Brett Williams

Personal information
- Full name: Brett Anthony Williams
- Date of birth: 1 December 1987 (age 38)
- Place of birth: Southampton, England
- Position: Forward

Team information
- Current team: Hedge End Rangers

Youth career
- 0000–2004: Hedge End Rangers
- 2004–2006: Eastleigh

Senior career*
- Years: Team / Apps / (Gls)
- 2006–2008: Winchester City
- 2008–2011: Eastleigh / 45 / (9)
- 2009: → AFC Totton (loan)
- 2011–2013: Reading / 0 / (0)
- 2011–2012: → Rotherham United (loan) / 11 / (2)
- 2012: → Northampton Town (loan) / 18 / (3)
- 2012–2013: → Woking (loan) / 26 / (2)
- 2013–2015: Aldershot Town / 89 / (39)
- 2015–2016: Stevenage / 15 / (2)
- 2015–2016: → Forest Green Rovers (loan) / 5 / (1)
- 2016: Forest Green Rovers / 20 / (4)
- 2016–2017: Torquay United / 39 / (11)
- 2017–2018: Bromley / 26 / (6)
- 2018–2019: Torquay United / 31 / (4)
- 2018–2019: → Sutton United (loan) / 22 / (3)

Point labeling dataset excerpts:
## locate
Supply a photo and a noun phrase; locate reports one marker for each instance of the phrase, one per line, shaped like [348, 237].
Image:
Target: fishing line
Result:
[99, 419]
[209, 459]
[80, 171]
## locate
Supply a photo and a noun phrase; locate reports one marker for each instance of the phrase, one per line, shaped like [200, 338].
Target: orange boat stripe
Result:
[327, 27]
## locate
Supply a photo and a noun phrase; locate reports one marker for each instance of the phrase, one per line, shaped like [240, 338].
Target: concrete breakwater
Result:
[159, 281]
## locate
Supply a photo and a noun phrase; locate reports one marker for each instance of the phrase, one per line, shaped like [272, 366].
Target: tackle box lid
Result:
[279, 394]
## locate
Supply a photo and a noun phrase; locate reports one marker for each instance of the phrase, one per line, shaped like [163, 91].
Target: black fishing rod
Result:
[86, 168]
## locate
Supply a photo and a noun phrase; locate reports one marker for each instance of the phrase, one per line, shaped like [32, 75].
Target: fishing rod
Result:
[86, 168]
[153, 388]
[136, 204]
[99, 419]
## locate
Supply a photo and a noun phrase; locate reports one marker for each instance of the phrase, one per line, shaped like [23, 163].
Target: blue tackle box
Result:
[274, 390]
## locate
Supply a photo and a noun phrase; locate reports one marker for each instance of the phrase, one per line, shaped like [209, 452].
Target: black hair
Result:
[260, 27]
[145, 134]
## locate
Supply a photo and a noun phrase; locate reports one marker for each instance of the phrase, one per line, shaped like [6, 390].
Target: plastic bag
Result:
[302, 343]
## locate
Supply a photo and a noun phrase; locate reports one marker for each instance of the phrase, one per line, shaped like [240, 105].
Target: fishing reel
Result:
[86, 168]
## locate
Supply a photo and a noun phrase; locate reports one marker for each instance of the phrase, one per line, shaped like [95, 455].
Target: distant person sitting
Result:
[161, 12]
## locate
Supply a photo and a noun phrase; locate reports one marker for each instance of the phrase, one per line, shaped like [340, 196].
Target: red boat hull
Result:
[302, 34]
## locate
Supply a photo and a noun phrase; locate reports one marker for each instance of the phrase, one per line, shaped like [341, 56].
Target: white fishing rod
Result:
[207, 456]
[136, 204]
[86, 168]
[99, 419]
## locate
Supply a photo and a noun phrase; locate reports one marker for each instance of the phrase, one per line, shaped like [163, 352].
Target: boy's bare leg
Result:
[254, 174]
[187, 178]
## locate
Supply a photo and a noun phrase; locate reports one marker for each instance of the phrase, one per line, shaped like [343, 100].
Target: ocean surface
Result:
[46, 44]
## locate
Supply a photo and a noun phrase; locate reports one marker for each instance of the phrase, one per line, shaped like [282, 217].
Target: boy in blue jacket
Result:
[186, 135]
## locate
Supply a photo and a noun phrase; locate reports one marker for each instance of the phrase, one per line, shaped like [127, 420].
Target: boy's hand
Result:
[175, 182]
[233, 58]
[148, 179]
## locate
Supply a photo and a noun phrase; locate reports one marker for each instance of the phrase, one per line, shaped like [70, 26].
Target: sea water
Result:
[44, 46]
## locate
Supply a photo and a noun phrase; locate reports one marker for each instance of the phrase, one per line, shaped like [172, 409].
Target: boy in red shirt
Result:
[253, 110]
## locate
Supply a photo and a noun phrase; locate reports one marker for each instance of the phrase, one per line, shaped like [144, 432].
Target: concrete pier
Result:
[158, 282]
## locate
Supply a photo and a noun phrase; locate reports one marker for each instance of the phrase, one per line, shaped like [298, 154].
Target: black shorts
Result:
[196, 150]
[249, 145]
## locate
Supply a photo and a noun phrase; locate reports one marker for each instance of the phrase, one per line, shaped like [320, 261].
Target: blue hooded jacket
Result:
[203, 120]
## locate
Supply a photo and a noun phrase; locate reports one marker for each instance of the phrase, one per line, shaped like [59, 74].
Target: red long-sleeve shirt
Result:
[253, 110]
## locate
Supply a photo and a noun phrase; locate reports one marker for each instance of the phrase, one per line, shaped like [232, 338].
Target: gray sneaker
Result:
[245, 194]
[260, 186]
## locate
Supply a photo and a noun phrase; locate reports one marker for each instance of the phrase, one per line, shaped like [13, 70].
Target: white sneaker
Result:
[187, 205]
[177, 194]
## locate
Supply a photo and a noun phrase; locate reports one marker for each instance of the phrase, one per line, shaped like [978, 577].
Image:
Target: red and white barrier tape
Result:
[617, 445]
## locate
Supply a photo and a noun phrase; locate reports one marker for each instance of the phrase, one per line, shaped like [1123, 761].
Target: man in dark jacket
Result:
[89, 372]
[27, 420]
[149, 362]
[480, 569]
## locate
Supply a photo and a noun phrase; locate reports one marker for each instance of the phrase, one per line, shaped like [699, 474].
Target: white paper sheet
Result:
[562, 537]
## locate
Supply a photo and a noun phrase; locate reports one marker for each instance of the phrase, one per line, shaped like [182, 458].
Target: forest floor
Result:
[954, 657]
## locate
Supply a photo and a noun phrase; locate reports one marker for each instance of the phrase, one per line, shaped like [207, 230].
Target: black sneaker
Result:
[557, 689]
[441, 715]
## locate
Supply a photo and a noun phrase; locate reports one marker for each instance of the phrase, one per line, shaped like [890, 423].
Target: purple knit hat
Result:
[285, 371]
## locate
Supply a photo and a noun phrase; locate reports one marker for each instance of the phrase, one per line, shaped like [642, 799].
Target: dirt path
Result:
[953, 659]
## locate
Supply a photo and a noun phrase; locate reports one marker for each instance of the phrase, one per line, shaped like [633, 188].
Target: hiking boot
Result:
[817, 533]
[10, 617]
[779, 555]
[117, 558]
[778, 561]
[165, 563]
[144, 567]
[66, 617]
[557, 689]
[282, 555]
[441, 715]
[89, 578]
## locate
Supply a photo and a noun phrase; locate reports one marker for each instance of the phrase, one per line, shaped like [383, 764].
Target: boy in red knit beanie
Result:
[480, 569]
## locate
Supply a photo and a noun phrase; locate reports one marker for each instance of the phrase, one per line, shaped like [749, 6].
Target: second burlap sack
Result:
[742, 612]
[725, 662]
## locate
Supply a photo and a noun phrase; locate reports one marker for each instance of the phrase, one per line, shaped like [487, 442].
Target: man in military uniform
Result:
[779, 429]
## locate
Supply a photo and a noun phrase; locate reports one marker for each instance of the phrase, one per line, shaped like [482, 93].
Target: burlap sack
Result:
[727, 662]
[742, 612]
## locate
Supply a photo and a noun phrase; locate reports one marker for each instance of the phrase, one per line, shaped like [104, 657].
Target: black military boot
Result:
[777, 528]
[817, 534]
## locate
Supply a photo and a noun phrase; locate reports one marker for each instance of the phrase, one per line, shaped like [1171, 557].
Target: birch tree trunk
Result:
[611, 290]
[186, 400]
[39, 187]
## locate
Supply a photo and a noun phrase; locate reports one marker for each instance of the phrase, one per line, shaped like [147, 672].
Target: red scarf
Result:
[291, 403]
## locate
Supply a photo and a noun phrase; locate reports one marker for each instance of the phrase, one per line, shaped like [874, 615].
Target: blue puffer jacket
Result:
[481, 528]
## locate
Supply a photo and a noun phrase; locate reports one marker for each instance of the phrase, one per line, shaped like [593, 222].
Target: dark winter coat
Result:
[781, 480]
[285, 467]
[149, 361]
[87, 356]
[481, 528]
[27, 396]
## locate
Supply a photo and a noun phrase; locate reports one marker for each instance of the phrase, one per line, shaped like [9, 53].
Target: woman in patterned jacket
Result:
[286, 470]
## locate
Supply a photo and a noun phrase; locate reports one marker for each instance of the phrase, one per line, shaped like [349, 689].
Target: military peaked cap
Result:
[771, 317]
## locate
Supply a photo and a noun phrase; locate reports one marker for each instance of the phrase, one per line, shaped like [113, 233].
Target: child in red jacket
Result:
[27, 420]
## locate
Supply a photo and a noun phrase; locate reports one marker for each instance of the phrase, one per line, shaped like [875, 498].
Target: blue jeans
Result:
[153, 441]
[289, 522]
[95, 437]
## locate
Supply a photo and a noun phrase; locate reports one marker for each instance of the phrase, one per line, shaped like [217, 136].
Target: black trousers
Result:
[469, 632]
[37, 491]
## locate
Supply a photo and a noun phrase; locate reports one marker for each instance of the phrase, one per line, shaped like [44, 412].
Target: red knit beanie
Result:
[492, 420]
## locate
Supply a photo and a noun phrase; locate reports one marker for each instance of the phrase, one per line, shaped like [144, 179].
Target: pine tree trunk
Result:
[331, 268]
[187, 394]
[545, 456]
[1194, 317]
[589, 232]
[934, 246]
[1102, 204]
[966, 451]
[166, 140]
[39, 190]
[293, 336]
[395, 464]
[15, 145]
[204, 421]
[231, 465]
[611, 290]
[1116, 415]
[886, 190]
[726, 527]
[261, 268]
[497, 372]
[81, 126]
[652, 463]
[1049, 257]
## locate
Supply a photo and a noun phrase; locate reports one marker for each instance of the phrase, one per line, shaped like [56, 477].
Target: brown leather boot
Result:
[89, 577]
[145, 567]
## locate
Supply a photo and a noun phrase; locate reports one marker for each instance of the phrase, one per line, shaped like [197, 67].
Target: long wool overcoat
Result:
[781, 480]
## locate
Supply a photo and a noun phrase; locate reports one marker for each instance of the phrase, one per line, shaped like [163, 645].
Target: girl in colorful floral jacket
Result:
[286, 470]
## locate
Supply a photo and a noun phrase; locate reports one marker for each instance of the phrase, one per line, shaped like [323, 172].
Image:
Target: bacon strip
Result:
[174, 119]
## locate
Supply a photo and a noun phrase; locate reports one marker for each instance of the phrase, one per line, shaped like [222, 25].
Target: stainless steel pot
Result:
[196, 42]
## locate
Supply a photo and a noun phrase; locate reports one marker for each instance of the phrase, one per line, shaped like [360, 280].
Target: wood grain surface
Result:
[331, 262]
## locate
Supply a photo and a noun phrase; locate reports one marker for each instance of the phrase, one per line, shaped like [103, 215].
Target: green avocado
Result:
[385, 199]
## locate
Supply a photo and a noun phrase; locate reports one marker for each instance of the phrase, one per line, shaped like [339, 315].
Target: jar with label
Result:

- **Task details**:
Please answer these questions using the Brett Williams profile:
(a) Where was he born?
(b) Which club did he play for in his youth career from 2004 to 2006?
(c) How many appearances did he make for Aldershot Town?

- **Response to the exercise**:
(a) Southampton, England
(b) Eastleigh
(c) 89